What you should do
Copy out every one of the rows below word for word, but leave the pictures out.
##########
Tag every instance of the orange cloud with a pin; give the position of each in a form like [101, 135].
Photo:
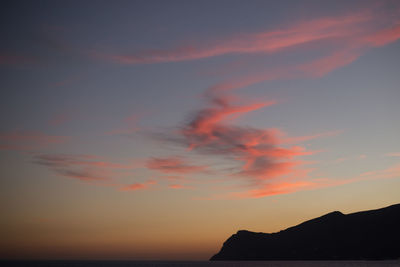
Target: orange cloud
[178, 186]
[173, 165]
[263, 42]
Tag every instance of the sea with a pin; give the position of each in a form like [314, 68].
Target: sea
[395, 263]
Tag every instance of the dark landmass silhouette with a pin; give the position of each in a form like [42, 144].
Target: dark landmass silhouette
[366, 235]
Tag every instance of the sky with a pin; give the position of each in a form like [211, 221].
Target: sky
[152, 130]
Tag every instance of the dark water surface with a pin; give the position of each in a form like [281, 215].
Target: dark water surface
[202, 263]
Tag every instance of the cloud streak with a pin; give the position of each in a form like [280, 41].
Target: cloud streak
[365, 27]
[24, 141]
[81, 167]
[173, 165]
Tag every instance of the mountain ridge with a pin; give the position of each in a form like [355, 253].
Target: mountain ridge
[364, 235]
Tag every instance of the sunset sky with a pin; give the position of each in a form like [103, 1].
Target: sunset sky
[156, 129]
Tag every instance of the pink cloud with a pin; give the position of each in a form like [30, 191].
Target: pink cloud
[178, 186]
[173, 165]
[393, 154]
[259, 155]
[19, 140]
[365, 27]
[262, 42]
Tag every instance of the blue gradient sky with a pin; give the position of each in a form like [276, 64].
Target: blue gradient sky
[155, 129]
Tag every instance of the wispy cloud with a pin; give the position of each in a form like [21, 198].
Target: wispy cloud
[392, 154]
[260, 157]
[138, 186]
[261, 42]
[173, 165]
[365, 27]
[82, 167]
[26, 140]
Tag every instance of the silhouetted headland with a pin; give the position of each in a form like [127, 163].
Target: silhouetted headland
[366, 235]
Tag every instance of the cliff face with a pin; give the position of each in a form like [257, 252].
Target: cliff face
[367, 235]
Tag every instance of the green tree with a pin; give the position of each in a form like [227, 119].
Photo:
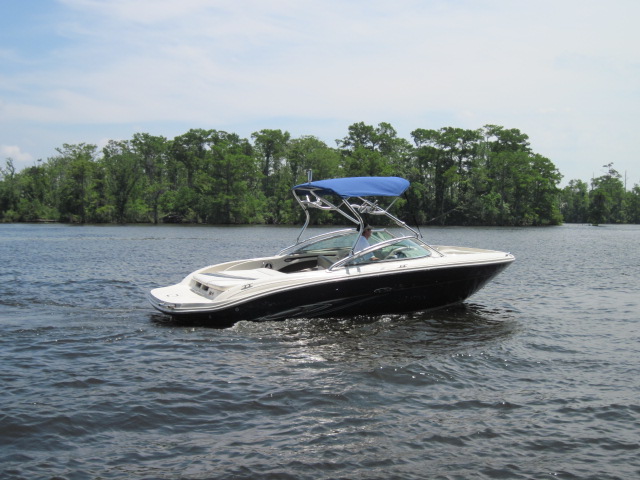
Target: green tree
##########
Expected answer
Tag every instance of the orange cloud with a pin; give the position of each in a form like [101, 135].
Photo:
Target: orange cloud
[178, 186]
[173, 165]
[263, 42]
Tag every instance of the sea with a pin; give the position of each in a form like [314, 68].
Target: sea
[395, 263]
Tag every instance of the dark landmass silhouette with a pin; give the position of each in a form like [42, 144].
Target: dark landmass silhouette
[366, 235]
Tag every instance of the sky with a pin; give the position of each in a form like [211, 221].
Target: sky
[152, 130]
Tag every instance of the dark water surface with a pin; give the position of each in a form like [281, 215].
Target: dark water surface
[202, 263]
Tag every instance of the cloud streak with a pin; give the position of each in a form like [280, 41].
Target: cloud streak
[365, 27]
[24, 141]
[81, 167]
[173, 165]
Tag every instance of the mountain ridge with a pin; give the position of each in a form like [355, 253].
Target: mountain ridge
[364, 235]
Tag every instance of the sunset sky with a pin; give the position of each in a form like [103, 1].
Target: sunset sky
[156, 129]
Tag every instance of the pink cloud with a pin; give the position of each in a form like [30, 191].
Target: pink cloud
[178, 186]
[173, 165]
[393, 154]
[259, 155]
[19, 140]
[365, 27]
[262, 42]
Tag every instance of the blue gradient sky with a pin; give the position of each in a form like [276, 64].
Target: blue gradient sky
[155, 129]
Tag every instance of the wispy cloud with a pin; give the position of each in a form like [21, 198].
Target: wispy cloud
[392, 154]
[260, 157]
[138, 186]
[261, 42]
[173, 165]
[365, 27]
[82, 167]
[26, 140]
Tag every instance of the silhouetted headland with a pin; give the position of each in a form like [127, 163].
Target: silhouetted headland
[366, 235]
Tag every instance of the cliff face with a pin; give the position of each in a form like [257, 252].
Target: cliff face
[367, 235]
Tag every instance of the green tree with a pin; give the position of each in a form like [227, 119].
Photo:
Target: green tree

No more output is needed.